What is required: Can you convert every line of the material below into a Markdown table with the columns "Row" and "Line", numbering each row and leaving out blank lines?
* * *
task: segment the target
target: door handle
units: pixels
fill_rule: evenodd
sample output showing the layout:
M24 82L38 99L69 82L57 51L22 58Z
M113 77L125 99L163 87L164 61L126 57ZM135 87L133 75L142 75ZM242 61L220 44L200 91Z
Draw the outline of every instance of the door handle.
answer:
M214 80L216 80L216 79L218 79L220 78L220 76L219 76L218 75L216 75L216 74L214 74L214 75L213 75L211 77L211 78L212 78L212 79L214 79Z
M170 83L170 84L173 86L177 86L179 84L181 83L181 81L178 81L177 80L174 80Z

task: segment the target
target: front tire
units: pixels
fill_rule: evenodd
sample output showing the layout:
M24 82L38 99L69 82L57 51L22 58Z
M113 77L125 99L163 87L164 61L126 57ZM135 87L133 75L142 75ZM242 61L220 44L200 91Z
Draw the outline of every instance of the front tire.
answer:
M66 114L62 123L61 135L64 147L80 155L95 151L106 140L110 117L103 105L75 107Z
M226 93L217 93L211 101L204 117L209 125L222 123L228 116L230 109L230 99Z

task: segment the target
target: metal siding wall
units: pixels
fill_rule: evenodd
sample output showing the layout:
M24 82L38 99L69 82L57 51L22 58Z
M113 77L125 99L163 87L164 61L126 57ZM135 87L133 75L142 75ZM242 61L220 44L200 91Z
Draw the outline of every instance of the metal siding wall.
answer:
* * *
Exercise answer:
| Row | Line |
|---|---|
| 1 | task: segment the target |
| 2 | target: door handle |
| 3 | units: pixels |
| 4 | fill_rule: evenodd |
| 5 | sample output showing the layout: |
| 6 | M24 82L38 99L69 82L57 51L22 58Z |
| 7 | M113 77L125 99L163 87L164 61L126 57ZM135 87L133 75L142 75ZM242 61L220 44L200 91Z |
| 8 | Draw the outline of every instance of the door handle. |
| 9 | answer: |
| 10 | M214 80L216 80L216 79L218 79L220 78L220 76L219 76L218 75L216 75L216 74L214 74L214 75L213 75L211 77L211 78L212 78L212 79L214 79Z |
| 11 | M170 83L170 84L173 86L177 86L179 84L181 83L181 81L178 81L177 80L174 80Z |
| 12 | task: segment the target |
| 13 | target: front tire |
| 14 | units: pixels |
| 15 | fill_rule: evenodd |
| 16 | sample output showing the layout: |
| 17 | M24 82L38 99L69 82L57 51L22 58Z |
| 18 | M113 77L125 99L163 87L164 61L126 57ZM135 87L133 75L142 75ZM242 61L220 44L200 91Z |
| 19 | Draw the outline of every instance of the front tire. |
| 20 | answer: |
| 21 | M66 114L62 123L61 135L64 147L80 155L95 151L106 140L110 117L103 105L75 107Z |
| 22 | M226 93L217 93L211 101L204 117L209 125L222 123L228 116L230 109L230 99Z |
| 23 | task: segment the target |
| 24 | target: metal siding wall |
| 25 | units: pixels |
| 26 | fill_rule: evenodd |
| 27 | sample output showing the layout: |
| 28 | M24 82L38 99L69 82L57 51L22 58Z |
| 29 | M113 77L125 99L163 87L164 61L126 57ZM135 87L133 75L142 75ZM242 61L220 44L200 91Z |
| 30 | Draw the outline of every instance of the metal siding wall. |
| 31 | answer: |